Selected extract
If you’re making $200K/yr, maybe $150K of that is for your job and $50K is for being on-call. That seems like a more than fair price (or at least one that’s in the ballpark) for periodic on-call service.

2 comments

In my experience, often people paid more end up not having on-call duties. I know several people who have negotiated high salaries from the start of their employment along with a stipulation that they will never be on the on-call rotation.

In my own situation, I removed myself from on-call duties during a leave of absence, and never went back on after I returned to work. Since then, I've still gotten the same raises I got before.

An unfortunate reality of on call is that companies care about projects delivered, not disasters averted.

Unless your stepping in to right the ship when a company is on fire operationally, and can point to specific action/results you delivered to right the ship - getting pages 8x per week does nothing for your career.

If that was the case we could easily see it in the salaries of on-call versus not on-call positions. This is clearly not the case.
That's mostly because our industry is a bit of a mess. We clearly have different people doing completely different roles that are in the same career ladder with the same title. Forget on call, some folks with the same titles and same salaries often do easier or harder jobs. That's a separate problem.

Salaries in the industry have a lot of expectations baked in, like the expectations of being able to learn and train yourself without the company having to pay for it (aside the occasional paid book). Being on call is another. That some folks can get the same pay regardless of their responsibilities or how hard their job actually is is, indeed, a problem.

Records
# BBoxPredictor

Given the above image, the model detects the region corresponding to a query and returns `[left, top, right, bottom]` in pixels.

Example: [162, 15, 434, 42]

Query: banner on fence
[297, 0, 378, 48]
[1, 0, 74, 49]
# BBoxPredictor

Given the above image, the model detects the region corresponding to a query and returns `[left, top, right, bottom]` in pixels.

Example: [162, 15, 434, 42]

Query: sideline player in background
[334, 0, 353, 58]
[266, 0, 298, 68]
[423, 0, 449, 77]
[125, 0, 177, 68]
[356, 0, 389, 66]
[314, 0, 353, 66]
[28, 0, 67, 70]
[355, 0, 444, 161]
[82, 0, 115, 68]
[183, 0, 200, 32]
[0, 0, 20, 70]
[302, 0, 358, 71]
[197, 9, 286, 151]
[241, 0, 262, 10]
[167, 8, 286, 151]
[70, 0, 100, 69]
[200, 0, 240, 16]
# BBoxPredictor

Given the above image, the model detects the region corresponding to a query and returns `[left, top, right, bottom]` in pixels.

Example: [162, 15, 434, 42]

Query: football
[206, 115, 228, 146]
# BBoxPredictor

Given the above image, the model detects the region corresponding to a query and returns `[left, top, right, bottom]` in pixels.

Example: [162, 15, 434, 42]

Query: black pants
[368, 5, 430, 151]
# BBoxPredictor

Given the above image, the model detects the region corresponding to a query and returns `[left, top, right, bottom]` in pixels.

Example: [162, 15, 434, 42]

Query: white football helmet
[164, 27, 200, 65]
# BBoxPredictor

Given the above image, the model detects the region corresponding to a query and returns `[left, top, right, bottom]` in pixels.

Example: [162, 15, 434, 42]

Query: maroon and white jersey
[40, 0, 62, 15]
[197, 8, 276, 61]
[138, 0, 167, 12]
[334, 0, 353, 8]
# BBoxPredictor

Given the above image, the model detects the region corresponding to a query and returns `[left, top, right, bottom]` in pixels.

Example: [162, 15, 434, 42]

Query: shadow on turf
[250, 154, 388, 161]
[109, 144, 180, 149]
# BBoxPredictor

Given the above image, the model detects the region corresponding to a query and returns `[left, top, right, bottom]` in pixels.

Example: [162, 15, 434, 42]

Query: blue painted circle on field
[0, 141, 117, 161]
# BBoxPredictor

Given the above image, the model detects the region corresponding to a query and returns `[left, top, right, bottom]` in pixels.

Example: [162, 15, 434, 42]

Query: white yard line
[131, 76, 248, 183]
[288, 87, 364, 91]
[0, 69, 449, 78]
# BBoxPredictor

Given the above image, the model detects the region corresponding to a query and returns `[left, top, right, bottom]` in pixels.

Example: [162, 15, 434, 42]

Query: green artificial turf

What to work on
(1) Rewrite everything in the on-call discussion from "Unless your stepping" down to "not the case.", putting "alerts" in place of "pages".
(2) Increase every bounding-box coordinate in the answers by 66 for everything from the start of the entries down to the line containing "[164, 27, 200, 65]", and reproduce those lines in full with nothing else changed.
The on-call discussion and the entries are unrelated and should be treated separately.

Outputs in order
(1)
Unless your stepping in to right the ship when a company is on fire operationally, and can point to specific action/results you delivered to right the ship - getting alerts 8x per week does nothing for your career.

If that was the case we could easily see it in the salaries of on-call versus not on-call positions. This is clearly not the case.

(2)
# BBoxPredictor

Given the above image, the model detects the region corresponding to a query and returns `[left, top, right, bottom]` in pixels.

Example: [162, 15, 434, 42]

Query: banner on fence
[363, 66, 444, 114]
[67, 66, 140, 115]
# BBoxPredictor

Given the above image, the model detects the region corresponding to a query and returns `[left, top, right, bottom]` in pixels.

Example: [162, 15, 434, 42]

Query: sideline player in background
[400, 66, 419, 124]
[332, 66, 364, 134]
[489, 66, 515, 143]
[191, 66, 243, 134]
[422, 66, 455, 132]
[380, 66, 419, 132]
[94, 66, 133, 136]
[421, 66, 510, 227]
[148, 66, 181, 134]
[249, 66, 266, 98]
[66, 66, 86, 136]
[368, 66, 424, 137]
[263, 75, 352, 217]
[307, 66, 328, 76]
[233, 74, 352, 217]
[136, 66, 166, 135]
[266, 66, 306, 82]
# BBoxPredictor

Given the above image, the model detects the region corresponding to a query and returns `[left, top, right, bottom]` in pixels.

Example: [162, 15, 434, 42]

Query: football
[272, 181, 294, 212]
# BBoxPredictor

Given the above image, the model detects the region corresponding to a query and returns `[left, top, right, bottom]` in pixels.

Example: [162, 15, 434, 42]

Query: black pants
[434, 71, 496, 217]
# BBoxPredictor

Given the above image, the model detects the region corresponding to a query and returns `[left, top, right, bottom]` in pixels.

Example: [162, 15, 434, 42]

Query: white football helmet
[230, 93, 266, 131]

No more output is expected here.